The expected result is every line of the records, printed exactly.
━━━━━━━━━━━━━━━━━━━━
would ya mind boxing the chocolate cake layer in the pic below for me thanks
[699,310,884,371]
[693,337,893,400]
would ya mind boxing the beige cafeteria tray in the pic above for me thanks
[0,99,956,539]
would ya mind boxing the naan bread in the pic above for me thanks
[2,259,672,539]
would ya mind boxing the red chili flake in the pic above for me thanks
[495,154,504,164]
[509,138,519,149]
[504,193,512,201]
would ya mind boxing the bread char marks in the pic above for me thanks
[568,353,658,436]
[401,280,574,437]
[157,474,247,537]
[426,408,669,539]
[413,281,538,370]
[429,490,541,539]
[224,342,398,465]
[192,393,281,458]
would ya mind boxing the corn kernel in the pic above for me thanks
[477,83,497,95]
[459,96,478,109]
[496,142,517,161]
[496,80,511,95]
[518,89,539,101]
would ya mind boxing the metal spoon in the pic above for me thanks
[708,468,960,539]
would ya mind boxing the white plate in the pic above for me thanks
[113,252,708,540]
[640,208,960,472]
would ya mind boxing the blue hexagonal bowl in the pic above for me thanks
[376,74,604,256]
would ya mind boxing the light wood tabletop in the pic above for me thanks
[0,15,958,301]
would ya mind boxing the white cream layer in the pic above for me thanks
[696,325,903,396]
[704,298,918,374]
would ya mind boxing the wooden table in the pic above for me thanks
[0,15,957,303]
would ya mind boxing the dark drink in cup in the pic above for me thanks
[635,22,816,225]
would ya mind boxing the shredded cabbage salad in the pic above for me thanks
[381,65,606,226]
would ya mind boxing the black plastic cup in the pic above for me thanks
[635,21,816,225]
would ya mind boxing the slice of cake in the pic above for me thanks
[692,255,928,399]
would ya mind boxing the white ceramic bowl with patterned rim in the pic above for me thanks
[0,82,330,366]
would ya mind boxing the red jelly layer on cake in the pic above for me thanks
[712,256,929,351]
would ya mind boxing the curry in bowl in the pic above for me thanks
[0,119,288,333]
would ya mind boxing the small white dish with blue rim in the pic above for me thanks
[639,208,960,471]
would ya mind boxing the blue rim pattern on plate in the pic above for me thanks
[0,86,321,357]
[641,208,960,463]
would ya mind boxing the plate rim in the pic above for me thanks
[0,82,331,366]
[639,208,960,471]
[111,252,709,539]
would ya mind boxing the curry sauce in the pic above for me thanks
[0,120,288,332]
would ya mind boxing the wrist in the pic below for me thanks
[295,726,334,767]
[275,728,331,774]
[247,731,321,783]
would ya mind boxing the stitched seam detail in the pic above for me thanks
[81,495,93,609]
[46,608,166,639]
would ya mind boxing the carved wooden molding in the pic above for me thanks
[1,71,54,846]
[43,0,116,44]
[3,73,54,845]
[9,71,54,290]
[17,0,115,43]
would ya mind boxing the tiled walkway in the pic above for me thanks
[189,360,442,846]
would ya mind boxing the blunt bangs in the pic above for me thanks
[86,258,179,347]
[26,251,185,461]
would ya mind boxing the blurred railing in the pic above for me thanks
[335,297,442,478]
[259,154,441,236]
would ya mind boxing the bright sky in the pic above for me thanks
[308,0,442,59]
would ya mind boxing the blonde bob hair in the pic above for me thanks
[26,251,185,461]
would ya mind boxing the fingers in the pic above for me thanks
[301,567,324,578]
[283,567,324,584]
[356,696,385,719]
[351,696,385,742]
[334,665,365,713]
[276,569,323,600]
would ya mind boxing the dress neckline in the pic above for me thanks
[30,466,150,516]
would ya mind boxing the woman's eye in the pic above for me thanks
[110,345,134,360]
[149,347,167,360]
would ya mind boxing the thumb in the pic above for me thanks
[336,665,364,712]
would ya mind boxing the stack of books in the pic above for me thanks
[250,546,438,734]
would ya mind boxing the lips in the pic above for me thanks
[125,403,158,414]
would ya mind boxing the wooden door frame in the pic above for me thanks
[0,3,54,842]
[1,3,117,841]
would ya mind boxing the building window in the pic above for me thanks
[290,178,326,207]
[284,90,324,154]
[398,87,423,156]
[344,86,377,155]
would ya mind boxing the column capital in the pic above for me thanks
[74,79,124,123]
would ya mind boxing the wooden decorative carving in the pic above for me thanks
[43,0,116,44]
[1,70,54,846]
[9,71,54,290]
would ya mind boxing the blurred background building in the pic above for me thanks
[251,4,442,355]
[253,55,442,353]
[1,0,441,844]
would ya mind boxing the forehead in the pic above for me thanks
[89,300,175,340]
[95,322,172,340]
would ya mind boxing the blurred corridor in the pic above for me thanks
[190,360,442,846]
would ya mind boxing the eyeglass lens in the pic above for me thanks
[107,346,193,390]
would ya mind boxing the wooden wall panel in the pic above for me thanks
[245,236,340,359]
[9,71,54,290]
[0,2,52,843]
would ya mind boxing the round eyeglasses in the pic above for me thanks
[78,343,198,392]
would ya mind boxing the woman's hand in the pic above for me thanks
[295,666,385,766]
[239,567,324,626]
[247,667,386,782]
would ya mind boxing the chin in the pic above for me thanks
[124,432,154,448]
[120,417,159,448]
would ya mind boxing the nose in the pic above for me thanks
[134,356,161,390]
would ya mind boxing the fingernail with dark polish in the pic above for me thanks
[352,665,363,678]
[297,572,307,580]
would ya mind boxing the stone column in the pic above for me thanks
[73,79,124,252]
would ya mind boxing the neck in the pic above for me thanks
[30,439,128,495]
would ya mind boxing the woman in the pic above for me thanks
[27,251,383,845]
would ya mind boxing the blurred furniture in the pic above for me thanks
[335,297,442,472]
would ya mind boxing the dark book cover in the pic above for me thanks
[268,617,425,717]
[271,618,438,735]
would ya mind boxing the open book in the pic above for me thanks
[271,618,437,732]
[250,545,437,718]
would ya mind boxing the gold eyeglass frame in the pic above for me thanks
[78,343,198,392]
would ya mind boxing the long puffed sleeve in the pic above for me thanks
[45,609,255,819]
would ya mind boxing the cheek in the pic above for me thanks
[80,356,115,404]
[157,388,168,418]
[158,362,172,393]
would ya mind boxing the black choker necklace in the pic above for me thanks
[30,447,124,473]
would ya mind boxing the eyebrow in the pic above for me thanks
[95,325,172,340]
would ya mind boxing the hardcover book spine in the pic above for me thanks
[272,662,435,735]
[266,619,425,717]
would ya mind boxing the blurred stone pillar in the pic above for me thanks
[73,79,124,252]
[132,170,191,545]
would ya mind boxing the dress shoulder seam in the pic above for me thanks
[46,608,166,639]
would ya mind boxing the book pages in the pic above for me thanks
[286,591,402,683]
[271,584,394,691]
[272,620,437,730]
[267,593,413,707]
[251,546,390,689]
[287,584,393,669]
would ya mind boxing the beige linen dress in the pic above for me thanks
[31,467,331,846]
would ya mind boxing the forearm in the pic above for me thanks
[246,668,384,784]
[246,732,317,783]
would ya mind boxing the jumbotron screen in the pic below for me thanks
━━━━━━━━━━━━━━━━━━━━
Your response »
would ya mind boxing the chocolate cake layer in the pic below for me thanks
[699,310,884,371]
[693,337,893,400]
would ya mind boxing the beige cafeteria tray in the pic above for me thanks
[0,99,956,539]
would ya mind boxing the naan bread in the pic above for me thanks
[2,259,672,539]
would ya mind boxing the red chili flake in the pic above for me thanks
[495,154,504,164]
[509,138,519,149]
[504,193,512,201]
would ya mind boxing the bread char marks in the pic above for me thanks
[568,353,658,436]
[401,280,574,437]
[157,474,247,537]
[426,408,669,539]
[413,281,538,370]
[429,490,541,539]
[224,342,398,465]
[192,393,281,458]
would ya mind boxing the corn kernel in the pic above for me thanks
[477,83,497,95]
[459,96,478,109]
[496,142,517,161]
[496,80,511,95]
[518,89,539,101]
would ya mind boxing the metal spoon in the pic above for me thanks
[708,468,960,539]
would ya mind boxing the white plate in the pic above for me thanks
[113,252,708,540]
[640,208,960,472]
would ya mind boxing the blue hexagonal bowl in the pic above for me thanks
[376,74,604,256]
would ya mind boxing the light wood tabletop in the pic above for me thanks
[0,15,958,301]
would ya mind boxing the white cream layer in the pic above for me thanks
[696,325,903,396]
[704,298,918,374]
would ya mind boxing the wooden table in the pic above for me thanks
[0,15,957,303]
would ya mind boxing the dark drink in cup in the pic above for me thanks
[635,22,816,225]
would ya mind boxing the shredded cabbage salad in the pic above for me thanks
[381,65,606,226]
would ya mind boxing the black plastic cup in the pic above for me thanks
[635,21,816,225]
would ya mind boxing the slice of cake in the pic above for me thanks
[692,255,928,399]
would ya mind boxing the white ceramic bowl with patterned rim in the pic above for me thanks
[0,82,330,366]
would ya mind boxing the red jelly layer on cake in the pic above for me thanks
[712,256,929,351]
would ya mind boxing the curry in bowl in the pic above for me thanks
[0,119,288,333]
would ya mind boxing the small white dish with blue rim in the pic above for me thanks
[639,208,960,471]
would ya mind boxing the blue rim pattern on plate in the pic above for me thanks
[0,86,321,357]
[641,208,960,463]
would ya mind boxing the plate rim in the pic above for me thanks
[0,82,331,366]
[639,208,960,471]
[111,252,709,539]
would ya mind boxing the curry sauce in the pic above for me thanks
[0,120,288,332]
would ya mind boxing the wrist in the pic below for me thanks
[295,726,334,767]
[275,728,331,774]
[247,731,321,783]
would ya mind boxing the stitched seam detail in the pic above for me thanks
[81,495,93,609]
[46,608,166,639]
would ya mind boxing the carved wooden molding in the pic above for me thanks
[1,71,54,846]
[43,0,116,44]
[3,73,54,845]
[9,71,54,290]
[17,0,115,43]
would ya mind boxing the tiled walkway in the pic above for me thanks
[189,360,442,846]
would ya mind boxing the blunt bangs in the pic above for me thanks
[86,258,179,347]
[26,251,185,461]
would ya mind boxing the blurred railing in the pic above for me thanks
[335,297,442,478]
[259,154,441,236]
would ya mind boxing the bright sky in the pic above for me thanks
[308,0,442,59]
would ya mind boxing the blonde bob hair in the pic above for me thanks
[26,251,185,461]
would ya mind boxing the fingers in the pic above for me thanks
[301,567,324,578]
[283,567,324,584]
[356,696,385,719]
[351,696,385,742]
[334,665,365,713]
[276,569,323,600]
would ya mind boxing the dress neckline in the pic above for me thanks
[30,466,150,516]
would ya mind boxing the woman's eye in the pic above for me thanks
[110,345,134,360]
[149,347,167,360]
would ya mind boxing the thumb in the pic above for me thanks
[336,665,364,712]
would ya mind boxing the stack of books in the pic above for me thanks
[250,546,438,734]
would ya mind boxing the lips in the pic above for me thanks
[125,403,158,414]
would ya mind boxing the wooden door frame in the pic above for me thanks
[0,3,54,842]
[1,3,117,841]
would ya mind boxing the building window in the pic above for me thanks
[290,178,326,207]
[284,90,324,154]
[398,87,423,156]
[344,86,377,155]
would ya mind boxing the column capital in the pic above for me thanks
[74,79,124,123]
would ya mind boxing the wooden decorative carving in the pic above for me thanks
[43,0,116,44]
[1,70,54,846]
[9,71,54,290]
would ya mind boxing the blurred background building in the pic above for me thanks
[251,4,442,355]
[253,55,442,353]
[1,0,441,844]
would ya mind boxing the forehead in the pic above for me thanks
[89,300,175,340]
[95,322,172,340]
would ya mind boxing the blurred corridor in the pic above for me thanks
[190,360,442,846]
would ya mind boxing the eyeglass lens in the pic above for me thanks
[107,346,193,390]
would ya mind boxing the wooden wall panel in the pic above for me thanks
[245,236,340,359]
[9,71,54,290]
[0,2,52,843]
would ya mind boxing the round eyeglasses in the pic above for me thanks
[78,343,198,392]
would ya mind boxing the woman's hand in the pic above for me thanks
[295,666,385,766]
[239,567,324,626]
[247,667,386,782]
would ya mind boxing the chin in the pic above for me thanks
[124,432,154,448]
[120,417,159,448]
would ya mind boxing the nose in the pic above for me thanks
[134,356,161,390]
would ya mind boxing the fingernail with dark polish in the pic above for me thanks
[352,665,363,678]
[297,572,307,580]
would ya mind boxing the stone column in the pic above for me thanks
[73,79,124,252]
would ya mind boxing the neck in the pic above for me thanks
[30,439,128,495]
would ya mind boxing the woman in the pic above for me thanks
[27,251,383,845]
would ya mind boxing the blurred furniture in the pic above for me thanks
[335,297,442,472]
would ya mind boxing the dark book cover in the pic above for me thanks
[268,617,425,717]
[271,618,438,735]
would ya mind boxing the open book in the pic above for me thanks
[271,618,437,732]
[250,545,437,718]
would ya mind boxing the gold eyeglass frame in the pic above for me thanks
[78,343,198,392]
would ya mind boxing the long puffed sleeve in the pic above for me thanks
[45,609,255,819]
would ya mind boxing the cheek in the pic above for me thanks
[80,356,115,404]
[157,388,168,418]
[158,362,172,393]
would ya mind boxing the black choker necklace in the pic above for me thanks
[30,447,124,473]
would ya mind boxing the eyebrow in the pic above for me thanks
[95,325,172,340]
would ya mind boxing the hardcover book spine in the pic above for me thanks
[272,662,435,735]
[266,619,425,717]
would ya mind boxing the blurred stone pillar in the pic above for me thanks
[73,79,124,252]
[132,170,191,545]
would ya mind boxing the dress shoulder seam in the pic above for me thanks
[46,608,166,639]
would ya mind boxing the book pages in the pic above for me thanks
[286,591,402,683]
[271,584,394,691]
[272,620,437,730]
[267,593,413,707]
[251,546,390,689]
[287,584,393,669]
would ya mind boxing the beige linen dress in the pic above for me thanks
[31,467,331,846]
would ya mind boxing the forearm in the pic above for me thanks
[246,668,384,784]
[246,732,317,783]
would ya mind boxing the jumbotron screen in the pic below for me thanks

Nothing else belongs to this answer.